==== AUSGEWÄHLTER TEXT
Tutzing:Zauberhafte Renaissance

Tutzing: Homogen und reich an Farben: Dirigent Albert Frey mit seinem Ensemble beim Auftritt in St. Joseph.

Homogen und reich an Farben: Dirigent Albert Frey mit seinem Ensemble beim Auftritt in St. Joseph.

(Foto: Arlet Ulfers)

Konzertante Vesper mit Musik von Praetorius, Cavalli und Gabrieli in der Tutzinger Pfarrkirche

Von Reinhard Palmer, Tutzing

Alte Musik in historischer Aufführungspraxis tut sich im Fünfseenland etwas schwer. Anders ist es nicht zu erklären, warum in der Tutzinger Pfarrkirche St. Joseph so viele Bänke leer blieben. Es fehlt offenbar an Willen, Vorbehalte zu überwinden und Neues zu entdecken. Denn wer einmal die Magie der Renaissance-Musik auf originalen beziehungsweise originalgetreu nachgebauten Instrumenten und mit vibratolosem Ensemble- und Solo-Gesang erlebt hat, wird sich diesen Zauber wohl kaum jemals wieder entgehen lassen. Es lag auch etwas Elektrisierendes in der Luft, schon als das Ensemble Sed Formosa die ersten Töne in den Kirchenhall schickte.

Vielleicht weckte die Programm-Angabe "Konzertante Vesper" die falschen Vorstellungen. Die liturgische Vesper, die musikalische Danksagung am Ende des Tages, war in der Renaissance formal alles andere als streng und asketisch, wie man es vermuten könnte. Zumal in diesem Programm die übliche freie Zusammenstellung einer Vesper hier nach Allessandro Grandi vorgenommen wurde. Dass der Sizilianer in Venedig unter dem ihm so einiges neidenden Monteverdi Vizekapellmeister war, sagt schon viel über den sinnenfreudigen Reichtum und die Qualität dieser Musik aus. Kombiniert mit Werken von Michael Praetorius, Francesco Cavalli und Giovanni Gabrieli erklang in Tutzing denn auch eine Musik von komplexer Polyphonie in einer Vielzahl von Kombinationen der Stimmen wie in der Zusammensetzung des Instrumentariums. Wie farbenreich die Musik war, vermittelt bereits die Besetzung des Consorts, in dem zwei Barockgeigen, Chitarrone (italienische Theorbe), Orgelpositiv und zwei Gamben eine Bläsergruppe von sechs Barockposaunen, zwei Zinken und einem Dulzian gegenüber stand.
========
ZU ERLEDIGENDE AUFGABEN –
**a.** Beantworten Sie anhand des Konzertberichts:
(i) In welcher Kirche trat das Ensemble auf?
(ii) Welche Stellung hatte Grandi in Venedig unter Monteverdi inne?
(iii) Wie viele Barockposaunen gehörten zur Bläsergruppe des Consorts?
**b.** Drucken Sie den Abschnitt des Konzertberichts von „Von Reinhard Palmer, Tutzing“ bis „in den Kirchenhall schickte.“ wortgetreu ab.
Die Auflistung steht in keinem Zusammenhang mit dem Konzertbericht.
==== BEREITGESTELLTES MATERIAL
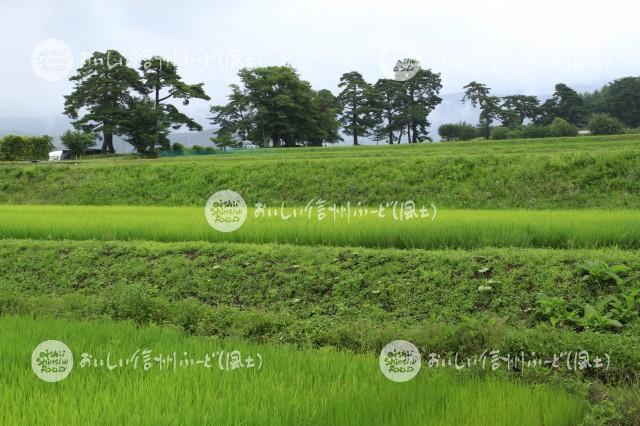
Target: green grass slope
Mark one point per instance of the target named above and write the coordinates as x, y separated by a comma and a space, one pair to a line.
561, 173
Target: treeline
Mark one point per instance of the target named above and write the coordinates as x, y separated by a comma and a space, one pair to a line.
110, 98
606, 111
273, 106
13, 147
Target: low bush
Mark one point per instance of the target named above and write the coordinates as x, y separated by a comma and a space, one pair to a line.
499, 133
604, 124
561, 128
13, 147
========
==== BEREITGESTELLTES MATERIAL
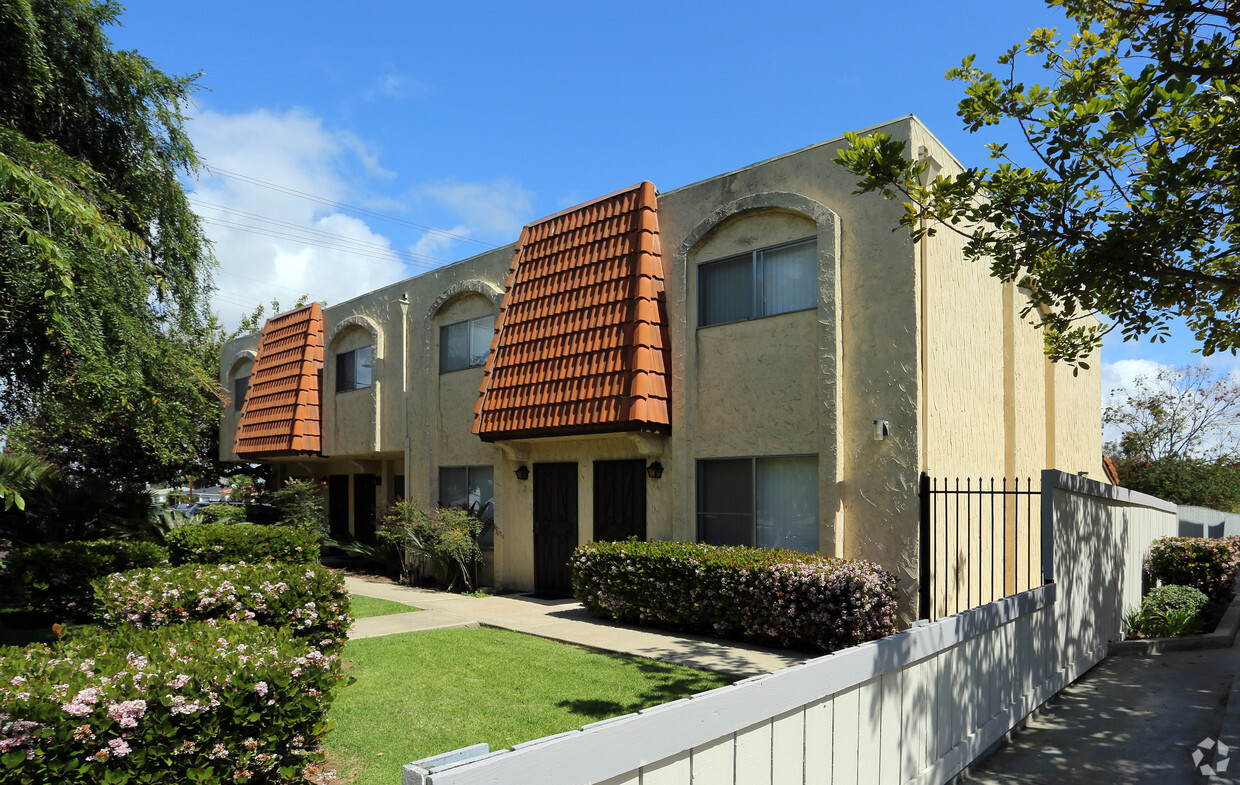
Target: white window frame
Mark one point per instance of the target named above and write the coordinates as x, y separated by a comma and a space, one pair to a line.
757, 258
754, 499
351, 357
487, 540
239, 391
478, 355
========
==== BEREITGESTELLTES MATERIAL
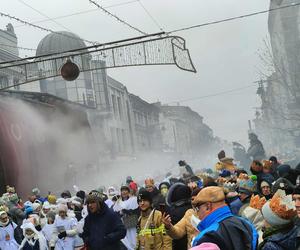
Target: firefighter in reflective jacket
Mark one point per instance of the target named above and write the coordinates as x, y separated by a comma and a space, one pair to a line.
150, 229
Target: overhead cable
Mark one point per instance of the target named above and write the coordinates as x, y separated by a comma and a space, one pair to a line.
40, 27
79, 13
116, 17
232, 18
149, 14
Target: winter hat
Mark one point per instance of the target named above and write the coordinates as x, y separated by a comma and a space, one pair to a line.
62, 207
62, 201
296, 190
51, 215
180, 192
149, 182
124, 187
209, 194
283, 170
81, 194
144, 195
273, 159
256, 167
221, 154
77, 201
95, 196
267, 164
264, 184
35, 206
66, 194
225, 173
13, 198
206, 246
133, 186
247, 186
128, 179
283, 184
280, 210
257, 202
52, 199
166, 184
========
ANTWORTEN –
**a.**
(i) In der Tutzinger Pfarrkirche St. Joseph.
(ii) Er war dort Vizekapellmeister.
(iii) Sechs.

**b.**
Von Reinhard Palmer, Tutzing

Alte Musik in historischer Aufführungspraxis tut sich im Fünfseenland etwas schwer. Anders ist es nicht zu erklären, warum in der Tutzinger Pfarrkirche St. Joseph so viele Bänke leer blieben. Es fehlt offenbar an Willen, Vorbehalte zu überwinden und Neues zu entdecken. Denn wer einmal die Magie der Renaissance-Musik auf originalen beziehungsweise originalgetreu nachgebauten Instrumenten und mit vibratolosem Ensemble- und Solo-Gesang erlebt hat, wird sich diesen Zauber wohl kaum jemals wieder entgehen lassen. Es lag auch etwas Elektrisierendes in der Luft, schon als das Ensemble Sed Formosa die ersten Töne in den Kirchenhall schickte.